*Actions to take*.
A: Answer these questions about the log splitter thread, using only what it states.
(i) What does the poster who sells splitters say almost all of the splitters at Tractor Supply are?
(ii) Why does kevin j rule out belt drives?
(iii) What kind of junked machines does kevin j say are available cheap?
B: Write out the part of the log splitter thread between "## Locoweed (Nov" and "two is substantial.", inclusive.

Yea I am. I sell splitters and have customers come to me after going to Tractor Supply. Almost all of them over there are free hanging. CRAP!!! If you support it, then you SHOULD be fine, buuuut I dunno.


----------



## Locoweed (Nov 26, 2008)

NYHuskyguy said:


> Be careful when trying to set up a log splitter. What you really want to make sure of is that the crankshaft comes out the side and not the bottom. The big difference in the two is substantial.
> 
> The problem with the shaft coming out the bottom is that it wears on the seals immediately. The weight of the pump is ALWAYS too much for the seals to bear. That is why places like tractor supply have splitters that are so much cheaper than say, an Iron and Oak. Splitters with the shaft out the side are not built for longevity. In fact most of those are simply just lawn mower engines.
> 
> ...


----------



## NYHuskyguy (Nov 26, 2008)

Locoweed said:


>


Hey Russ,

If I am full of it, let me know what should have been said differently. I sell these things and this is what a professional would tell you about them.

Thanks.

-Kevin


----------



## kevin j (Nov 26, 2008)

so, are you seeing vert shaft motors with pumps hanging down free, with some sort of torque arm on them, but no fixed mout bracket?
Like the old PTO add on pumps for old farm tractors?
Then I could see the side load destroying pumps and I would agree. 
But if mounted properly on a rigid bracket, and coupling alignment good, no difference to the pump.

Belt drives, no way. Bearings aren't strong enough.

Lots of V twin, 10-15 hp, electric start junked lawn tractors out there cheap.

kcj


----------



## tanker (Nov 26, 2008)

kevin j said:


> so, are you seeing vert shaft motors with pumps hanging down free, with some sort of torque arm on them, but no fixed mout bracket?
> Like the old PTO add on pumps for old farm tractors?
> Then I could see the side load destroying pumps and I would agree.
> But if mounted properly on a rigid bracket, and coupling alignment good, no difference to the pump.

*Stored data*.
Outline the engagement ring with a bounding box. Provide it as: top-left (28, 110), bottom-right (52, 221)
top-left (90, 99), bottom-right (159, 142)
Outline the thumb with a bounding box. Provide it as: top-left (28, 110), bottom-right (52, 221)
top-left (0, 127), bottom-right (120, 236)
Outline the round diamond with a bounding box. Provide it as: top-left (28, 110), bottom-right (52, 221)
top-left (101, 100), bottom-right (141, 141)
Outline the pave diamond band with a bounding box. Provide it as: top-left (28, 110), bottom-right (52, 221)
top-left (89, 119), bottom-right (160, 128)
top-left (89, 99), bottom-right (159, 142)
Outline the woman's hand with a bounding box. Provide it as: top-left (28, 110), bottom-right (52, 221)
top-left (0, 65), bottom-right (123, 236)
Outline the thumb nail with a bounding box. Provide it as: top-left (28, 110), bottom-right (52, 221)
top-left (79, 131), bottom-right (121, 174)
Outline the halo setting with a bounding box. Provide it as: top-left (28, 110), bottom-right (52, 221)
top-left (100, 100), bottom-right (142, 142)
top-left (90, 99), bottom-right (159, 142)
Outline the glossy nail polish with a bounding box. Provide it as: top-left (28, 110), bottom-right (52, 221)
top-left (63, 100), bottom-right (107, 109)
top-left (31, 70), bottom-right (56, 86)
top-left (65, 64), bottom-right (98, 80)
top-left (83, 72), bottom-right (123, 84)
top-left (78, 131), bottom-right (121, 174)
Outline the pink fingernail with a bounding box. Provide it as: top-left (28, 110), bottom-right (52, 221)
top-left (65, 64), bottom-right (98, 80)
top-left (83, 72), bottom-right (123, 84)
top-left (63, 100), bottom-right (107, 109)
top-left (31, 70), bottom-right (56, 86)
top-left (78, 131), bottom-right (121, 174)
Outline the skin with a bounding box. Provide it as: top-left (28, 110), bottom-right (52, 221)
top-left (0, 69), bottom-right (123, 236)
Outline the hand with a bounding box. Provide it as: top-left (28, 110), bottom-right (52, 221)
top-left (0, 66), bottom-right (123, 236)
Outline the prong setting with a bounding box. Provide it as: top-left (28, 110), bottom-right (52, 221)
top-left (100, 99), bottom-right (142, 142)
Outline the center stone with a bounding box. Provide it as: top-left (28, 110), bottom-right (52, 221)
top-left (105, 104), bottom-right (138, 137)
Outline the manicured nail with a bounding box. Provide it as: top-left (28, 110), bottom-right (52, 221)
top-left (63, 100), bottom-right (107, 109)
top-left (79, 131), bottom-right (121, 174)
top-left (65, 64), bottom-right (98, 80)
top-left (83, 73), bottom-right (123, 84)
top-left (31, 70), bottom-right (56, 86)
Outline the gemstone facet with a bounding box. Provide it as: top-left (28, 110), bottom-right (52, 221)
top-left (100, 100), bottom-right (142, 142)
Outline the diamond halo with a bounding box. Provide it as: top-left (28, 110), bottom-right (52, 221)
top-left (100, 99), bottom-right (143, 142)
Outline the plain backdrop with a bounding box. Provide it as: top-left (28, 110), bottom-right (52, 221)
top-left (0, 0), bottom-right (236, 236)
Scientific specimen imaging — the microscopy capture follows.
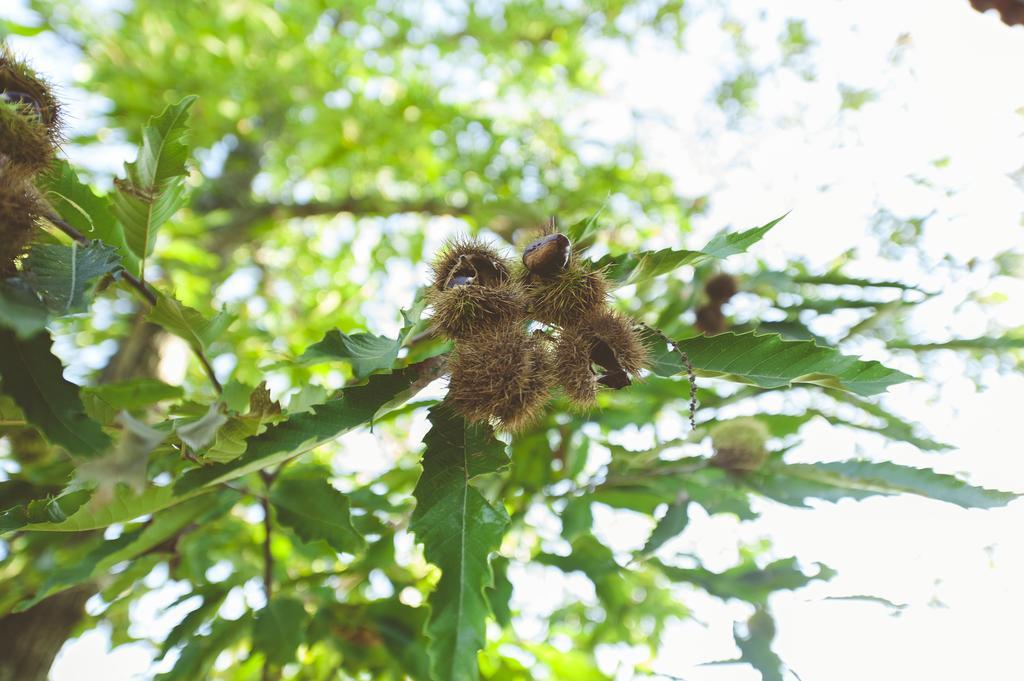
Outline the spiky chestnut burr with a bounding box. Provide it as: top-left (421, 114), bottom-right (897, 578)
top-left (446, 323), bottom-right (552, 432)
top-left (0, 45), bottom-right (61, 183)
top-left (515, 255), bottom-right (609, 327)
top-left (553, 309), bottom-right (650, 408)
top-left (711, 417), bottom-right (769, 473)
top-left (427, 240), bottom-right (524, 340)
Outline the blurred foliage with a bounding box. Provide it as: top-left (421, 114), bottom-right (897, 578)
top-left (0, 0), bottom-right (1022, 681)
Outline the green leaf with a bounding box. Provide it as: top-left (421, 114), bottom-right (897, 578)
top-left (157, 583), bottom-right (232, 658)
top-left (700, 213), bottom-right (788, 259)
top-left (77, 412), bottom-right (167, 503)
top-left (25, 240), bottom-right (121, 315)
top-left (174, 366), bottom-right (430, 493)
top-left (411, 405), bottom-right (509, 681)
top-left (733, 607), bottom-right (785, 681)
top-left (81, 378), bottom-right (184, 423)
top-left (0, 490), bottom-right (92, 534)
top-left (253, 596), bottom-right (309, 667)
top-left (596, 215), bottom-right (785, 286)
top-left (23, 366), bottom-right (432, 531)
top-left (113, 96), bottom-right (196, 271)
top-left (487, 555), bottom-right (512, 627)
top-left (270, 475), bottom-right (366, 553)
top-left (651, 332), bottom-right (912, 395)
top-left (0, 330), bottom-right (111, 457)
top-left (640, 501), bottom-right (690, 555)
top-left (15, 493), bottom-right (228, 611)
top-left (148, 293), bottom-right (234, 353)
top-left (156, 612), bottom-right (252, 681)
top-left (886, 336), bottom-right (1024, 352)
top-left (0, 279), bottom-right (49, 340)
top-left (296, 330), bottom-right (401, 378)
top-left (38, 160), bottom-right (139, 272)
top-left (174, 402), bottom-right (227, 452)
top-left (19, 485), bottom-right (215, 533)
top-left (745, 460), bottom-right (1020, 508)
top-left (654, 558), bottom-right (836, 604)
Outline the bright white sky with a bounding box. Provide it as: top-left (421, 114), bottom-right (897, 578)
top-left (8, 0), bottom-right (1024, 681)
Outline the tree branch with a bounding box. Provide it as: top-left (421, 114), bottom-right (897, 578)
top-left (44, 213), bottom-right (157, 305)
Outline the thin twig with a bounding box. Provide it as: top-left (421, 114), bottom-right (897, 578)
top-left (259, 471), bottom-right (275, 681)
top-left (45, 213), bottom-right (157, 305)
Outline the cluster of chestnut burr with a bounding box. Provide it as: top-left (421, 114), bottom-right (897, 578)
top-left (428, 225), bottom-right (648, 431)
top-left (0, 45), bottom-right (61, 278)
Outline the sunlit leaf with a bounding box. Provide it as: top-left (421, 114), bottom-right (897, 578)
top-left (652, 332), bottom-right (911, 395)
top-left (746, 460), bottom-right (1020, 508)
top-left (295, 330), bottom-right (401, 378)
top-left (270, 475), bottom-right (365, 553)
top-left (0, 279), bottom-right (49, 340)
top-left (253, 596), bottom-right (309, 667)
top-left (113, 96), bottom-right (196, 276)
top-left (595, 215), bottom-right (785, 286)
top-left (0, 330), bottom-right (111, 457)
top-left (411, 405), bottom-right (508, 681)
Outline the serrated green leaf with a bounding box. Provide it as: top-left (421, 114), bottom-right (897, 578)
* * *
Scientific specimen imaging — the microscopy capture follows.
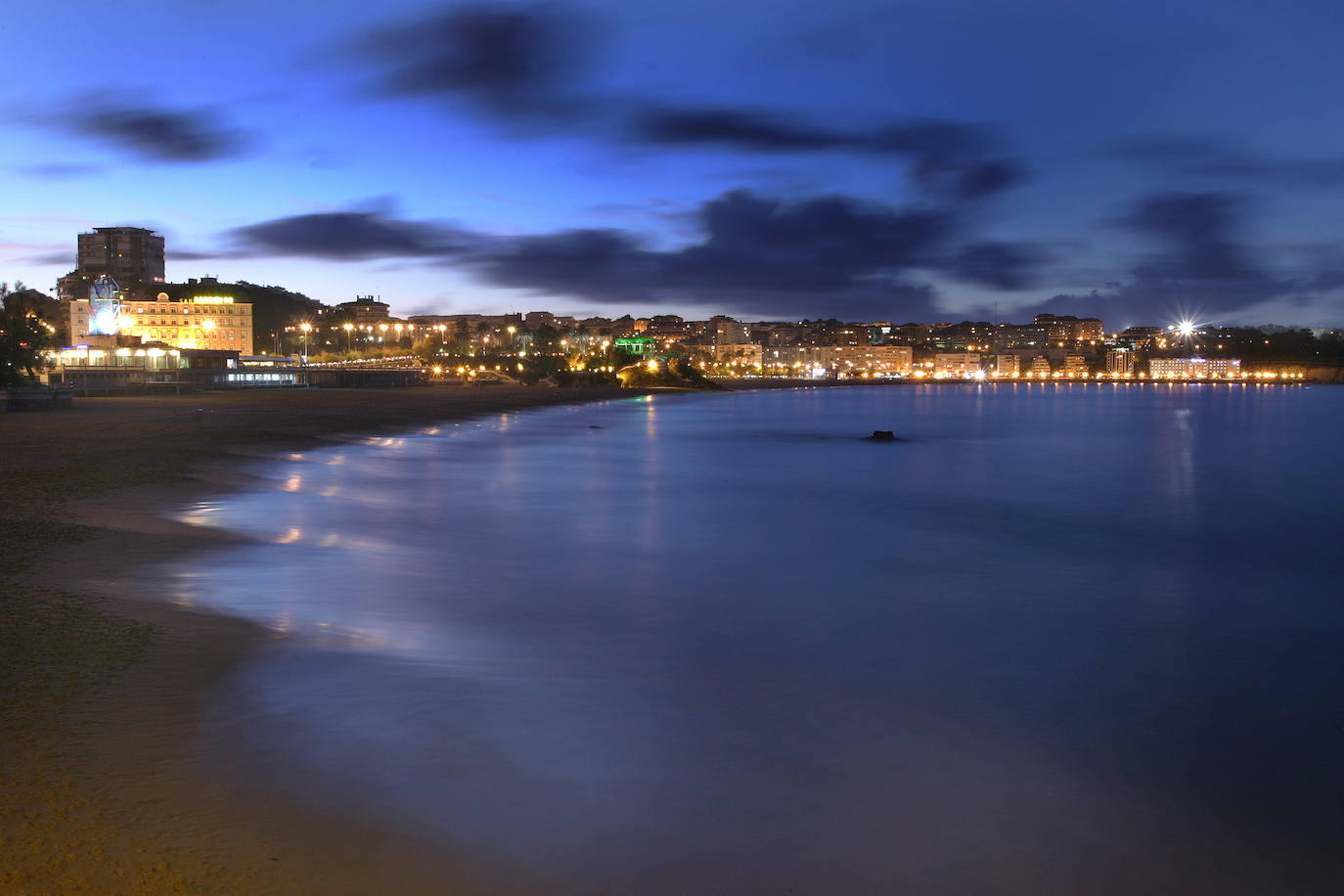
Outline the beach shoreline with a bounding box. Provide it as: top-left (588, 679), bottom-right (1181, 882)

*The responses*.
A:
(i) Almost all of them are free hanging.
(ii) The bearings aren't strong enough.
(iii) V twin, 10-15 hp, electric start lawn tractors.

B:
## Locoweed (Nov 26, 2008)

NYHuskyguy said:


> Be careful when trying to set up a log splitter. What you really want to make sure of is that the crankshaft comes out the side and not the bottom. The big difference in the two is substantial.